Problems to solve:
a) According to the AirAsia thesis, how many passengers has AirAsia carried in total since 2001?
b) For each statement below, state whether it agrees with the AirAsia thesis, answering yes or no and quoting the deciding words: (i) AirAsia holds operating licenses in every big ASEAN country, Vietnam included; (ii) roughly a third of AirAsia's routes are operated by AirAsia alone; (iii) LCCs tend to have the best operating margins.
c) Pick up the AirAsia thesis after its final sentence and continue writing it.

┌─ Selected passage

The main points of the thesis are the following

- Short haul LCC model works well and is a relatively decent business at scale

- AirAsia operates in a region that offers an attractive long-term growth potential

- The company is very well run and well positioned to capture future growth

- The current price offers a generously low entry valuation

Some background and facts on the company

Once current leadership took over in 2001, they wasted no time to implement a rigorous LCC business model and AirAsia began its rapid expansion starting from 2 aircraft. First in Malaysia, but relatively quickly also in other ASEAN countries and soon the company started to live up to its name. Today, AirAsia operates slightly over 200 aircraft and carried over 65m passengers last year. In total they have carried over 450m since 2001. AirAsia flies over 325 routes to around 135 different destinations in over 25 countries, with close to 5’000 flights on average a week. Roughly a third of these routes are solely operated by AirAsia, with many destinations/cities in the region first connected by them.

The route network is best in class in ASEAN with attractive slot positions in many of the more congested airports in the region. AirAsia is also the only Airline that has operating licenses in all the big ASEAN countries (in terms of air travel) except Vietnam where they are currently setting up a company. The company also has the best-established brand in the region and ranked as the world’s best low-cost Airline by customers for the 9th consecutive year in a row now. Even more important, Air Asia also holds the lead in terms of cost, with the lowest operating costs (CASK-ex fuel basis) in the region, and until now, also the lowest globally.

Short-haul LCC model

Brief intro for those who are unfamiliar with the model, likely few but anyway; In short, an LCC basically strips out all unnecessary costs, avoids complexities and maximizes aircraft utilization (also to lower costs), with the single goal to get you from point A to point B as cheap as possible. Everything else is considered a luxury and either not available as a service at all or only for additional dollars. Most of the gained cost advantage is shared with customers in the form of lower airfares and part is kept by shareholders. LCCs tend to have the best operating margins. The model works so well because the product/service is undifferentiated enough, that the price becomes a major/the main factor in the customers purchasing decision.

└─
┌─ Entries provided

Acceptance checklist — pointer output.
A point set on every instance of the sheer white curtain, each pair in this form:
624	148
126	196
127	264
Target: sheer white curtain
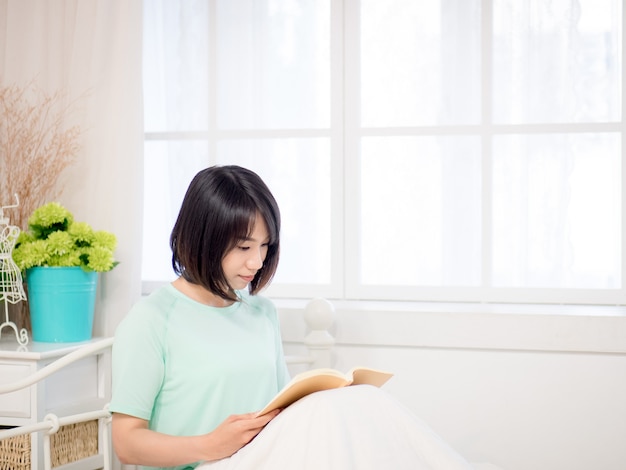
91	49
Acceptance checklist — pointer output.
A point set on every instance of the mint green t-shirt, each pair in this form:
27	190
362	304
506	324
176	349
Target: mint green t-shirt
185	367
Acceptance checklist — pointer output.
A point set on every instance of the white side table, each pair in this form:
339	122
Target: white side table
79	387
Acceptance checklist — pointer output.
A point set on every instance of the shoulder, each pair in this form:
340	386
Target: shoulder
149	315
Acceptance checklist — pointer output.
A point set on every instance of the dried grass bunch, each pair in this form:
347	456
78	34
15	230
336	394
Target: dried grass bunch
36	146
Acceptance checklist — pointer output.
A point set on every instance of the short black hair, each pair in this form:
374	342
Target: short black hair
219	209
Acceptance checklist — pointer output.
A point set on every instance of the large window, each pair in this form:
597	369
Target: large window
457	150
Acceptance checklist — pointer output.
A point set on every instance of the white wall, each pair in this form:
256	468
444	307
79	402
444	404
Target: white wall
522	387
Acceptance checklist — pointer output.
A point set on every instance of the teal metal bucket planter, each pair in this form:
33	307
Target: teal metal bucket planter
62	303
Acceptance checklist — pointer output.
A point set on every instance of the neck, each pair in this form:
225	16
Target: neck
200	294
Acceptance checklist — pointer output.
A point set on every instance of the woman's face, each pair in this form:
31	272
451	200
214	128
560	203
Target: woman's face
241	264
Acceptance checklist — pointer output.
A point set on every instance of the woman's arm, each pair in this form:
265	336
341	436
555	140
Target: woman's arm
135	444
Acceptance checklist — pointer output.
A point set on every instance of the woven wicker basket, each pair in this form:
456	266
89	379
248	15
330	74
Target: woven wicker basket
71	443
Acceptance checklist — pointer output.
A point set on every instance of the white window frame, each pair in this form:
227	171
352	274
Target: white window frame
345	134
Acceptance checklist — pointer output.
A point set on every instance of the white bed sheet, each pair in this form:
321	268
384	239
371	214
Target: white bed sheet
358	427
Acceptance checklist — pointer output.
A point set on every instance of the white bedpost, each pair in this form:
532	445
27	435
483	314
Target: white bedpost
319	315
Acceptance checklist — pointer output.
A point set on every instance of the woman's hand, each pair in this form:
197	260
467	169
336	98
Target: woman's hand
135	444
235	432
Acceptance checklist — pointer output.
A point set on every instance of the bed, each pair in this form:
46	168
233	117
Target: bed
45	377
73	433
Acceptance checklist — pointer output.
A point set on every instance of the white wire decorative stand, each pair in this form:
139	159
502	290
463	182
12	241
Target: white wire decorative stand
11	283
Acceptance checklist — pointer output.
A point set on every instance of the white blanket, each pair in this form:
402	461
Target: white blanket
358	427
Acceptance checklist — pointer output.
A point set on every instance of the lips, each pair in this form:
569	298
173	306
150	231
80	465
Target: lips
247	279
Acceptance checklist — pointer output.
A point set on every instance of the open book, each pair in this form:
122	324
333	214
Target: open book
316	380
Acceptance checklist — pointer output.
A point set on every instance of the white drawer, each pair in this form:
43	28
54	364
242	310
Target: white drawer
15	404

└─
┌─ Entries provided

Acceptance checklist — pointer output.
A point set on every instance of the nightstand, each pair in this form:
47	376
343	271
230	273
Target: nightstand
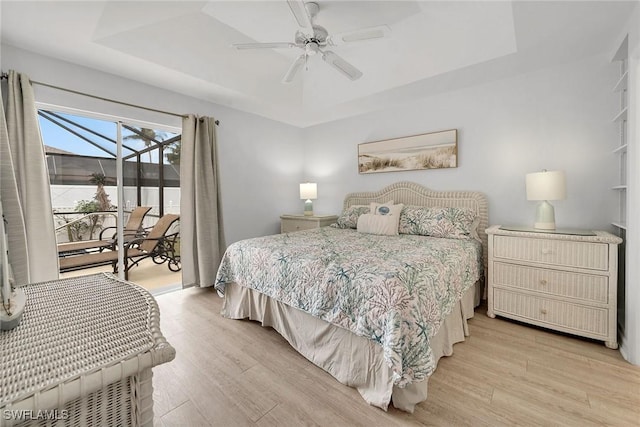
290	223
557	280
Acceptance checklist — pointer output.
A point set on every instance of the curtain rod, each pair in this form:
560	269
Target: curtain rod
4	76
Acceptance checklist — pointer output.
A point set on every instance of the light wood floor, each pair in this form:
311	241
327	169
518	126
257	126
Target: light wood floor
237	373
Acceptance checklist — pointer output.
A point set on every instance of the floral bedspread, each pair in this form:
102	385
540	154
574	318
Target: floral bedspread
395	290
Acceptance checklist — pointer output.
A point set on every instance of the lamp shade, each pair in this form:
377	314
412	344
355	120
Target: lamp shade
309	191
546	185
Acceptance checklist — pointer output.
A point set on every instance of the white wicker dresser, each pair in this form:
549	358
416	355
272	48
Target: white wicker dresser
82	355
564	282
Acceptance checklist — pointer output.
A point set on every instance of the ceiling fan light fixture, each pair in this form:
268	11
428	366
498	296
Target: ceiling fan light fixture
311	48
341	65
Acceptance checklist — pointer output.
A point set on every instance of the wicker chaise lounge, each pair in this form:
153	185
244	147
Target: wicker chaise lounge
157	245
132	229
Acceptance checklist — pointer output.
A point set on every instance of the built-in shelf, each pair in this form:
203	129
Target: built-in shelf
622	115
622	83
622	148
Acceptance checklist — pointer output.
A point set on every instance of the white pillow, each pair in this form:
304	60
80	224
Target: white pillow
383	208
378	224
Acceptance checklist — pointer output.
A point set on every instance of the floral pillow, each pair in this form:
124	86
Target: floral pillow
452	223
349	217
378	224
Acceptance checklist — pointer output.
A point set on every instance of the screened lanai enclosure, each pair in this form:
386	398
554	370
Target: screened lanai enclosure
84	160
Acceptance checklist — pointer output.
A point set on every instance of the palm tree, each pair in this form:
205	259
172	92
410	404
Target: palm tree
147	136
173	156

└─
┌─ Entries provided

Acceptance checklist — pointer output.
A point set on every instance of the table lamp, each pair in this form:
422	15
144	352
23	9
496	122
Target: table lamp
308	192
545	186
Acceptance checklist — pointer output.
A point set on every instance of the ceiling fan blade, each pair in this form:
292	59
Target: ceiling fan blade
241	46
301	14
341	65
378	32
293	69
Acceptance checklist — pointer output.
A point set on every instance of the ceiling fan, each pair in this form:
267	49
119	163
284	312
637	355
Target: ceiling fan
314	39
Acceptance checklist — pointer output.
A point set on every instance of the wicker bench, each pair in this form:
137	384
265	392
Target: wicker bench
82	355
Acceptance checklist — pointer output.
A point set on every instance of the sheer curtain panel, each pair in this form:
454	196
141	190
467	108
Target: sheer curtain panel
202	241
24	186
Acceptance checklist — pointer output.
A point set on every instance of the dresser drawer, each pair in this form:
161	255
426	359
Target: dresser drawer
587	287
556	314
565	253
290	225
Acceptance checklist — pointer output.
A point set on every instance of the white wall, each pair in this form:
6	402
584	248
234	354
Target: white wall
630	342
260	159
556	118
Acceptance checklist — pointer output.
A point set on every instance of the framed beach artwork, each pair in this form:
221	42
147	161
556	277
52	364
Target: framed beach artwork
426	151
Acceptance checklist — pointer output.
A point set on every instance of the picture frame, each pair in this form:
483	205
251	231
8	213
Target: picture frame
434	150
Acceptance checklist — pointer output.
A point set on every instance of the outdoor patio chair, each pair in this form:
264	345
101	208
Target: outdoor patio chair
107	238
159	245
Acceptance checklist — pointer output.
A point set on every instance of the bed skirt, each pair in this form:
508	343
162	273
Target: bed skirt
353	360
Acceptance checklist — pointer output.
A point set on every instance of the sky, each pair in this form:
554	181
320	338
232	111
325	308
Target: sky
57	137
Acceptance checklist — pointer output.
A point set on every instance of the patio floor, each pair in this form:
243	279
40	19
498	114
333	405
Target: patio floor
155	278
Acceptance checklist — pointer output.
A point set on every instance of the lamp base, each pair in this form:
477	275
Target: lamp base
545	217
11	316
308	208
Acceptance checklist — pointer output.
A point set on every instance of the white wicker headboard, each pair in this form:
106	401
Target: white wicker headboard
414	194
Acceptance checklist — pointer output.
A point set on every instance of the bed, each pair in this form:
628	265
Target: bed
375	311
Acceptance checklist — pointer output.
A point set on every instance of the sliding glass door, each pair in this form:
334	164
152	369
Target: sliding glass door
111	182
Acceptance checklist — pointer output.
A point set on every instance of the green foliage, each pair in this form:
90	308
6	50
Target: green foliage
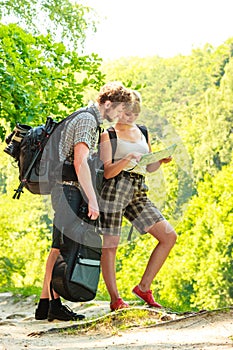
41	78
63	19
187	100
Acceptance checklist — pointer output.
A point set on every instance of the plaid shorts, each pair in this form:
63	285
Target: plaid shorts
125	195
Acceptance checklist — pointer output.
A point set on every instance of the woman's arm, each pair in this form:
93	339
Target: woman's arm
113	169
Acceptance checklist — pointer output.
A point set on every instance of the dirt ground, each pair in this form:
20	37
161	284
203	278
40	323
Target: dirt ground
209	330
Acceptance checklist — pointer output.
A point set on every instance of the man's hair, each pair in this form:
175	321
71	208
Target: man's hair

└─

Answers to the problems:
a) Over 450m passengers.

b)
(i) No: "except Vietnam where they are currently setting up a company"
(ii) Yes: "Roughly a third of these routes are solely operated by AirAsia"
(iii) Yes: "LCCs tend to have the best operating margins."

c)
 

After being pioneered by Southwest more than 40 years ago, the short-haul LCC model still continuous to gain share around the world and successfully displaces the less efficient FSC model for journeys of up to 4 hours. The much lower prices that the LCCs can offer, are getting the majority of people on their routes to happily tradeoff the full-service experience for a simple well-functioning no frills service for a much lower price – at least that’s true for short flights.   

 

True low-cost operators only operate a single aircraft type, a single seat class, have no free food or drinks, no free seating choice, offer no refunds, no fancy lounges at airports, fly to many secondary airport destinations, generally have no arrangements with other connecting airlines, use a lean distribution channel without agent commissions, have the shortest possible turnaround times, and the highest possible aircraft utilization. Air Asia applies the LCC playbook very well and achieves very low operating costs.

 

The airline with the best/much lower cost structure in a region, has a leg up on its competition and the business is much more attractive and resilient as a result. It is quite similar to other commodity industries where differentiation doesn’t really work - it pays huge dividends to have the lowest operating costs and to be able to take share and to remain profitable through cycles.As a result, the short-haul LCC model is basically the only home to the few success stories the airline industry has to show and the only model that handsomely rewarded shareholders over the long-term in an otherwise, to be polite, unattractive industry. Success stories like Ryanair, EasyJet and more recently Wizz Air in Europe, or an early Southwest Airline as well as recently Spirit in the US, are all good examples apart from AirAsia.

 

To sustainably achieve high returns on capital with the model, an LCC needs at least one of the two following circumstances. Either a large sustainable cost advantage against competitors or a consolidated market with very few competitors if the comps have comparable operating costs. What we have seen historically, is LCCs with huge cost advantages taking share from FSCs all around the world, with the US leading the trend, followed by Europe and then everywhere else. But at the same time, there is also industry consolidation - at least in the short haul space, and it makes sense, given that it is easy for an LCC to enter a market full of FSCs and to take share from them, but much, much harder to do so once there are established dominant LCCs. As a result, once the LCC model has displaced the FSCs up to their respective addressable market share in a region, it is becoming much harder to enter the market for a new LCC and the market in that region should end up with only a few dominant LCCs. This gives us confidence that the returns for well-run dominant LCCs should remain attractive, when the market has matured for LCCs.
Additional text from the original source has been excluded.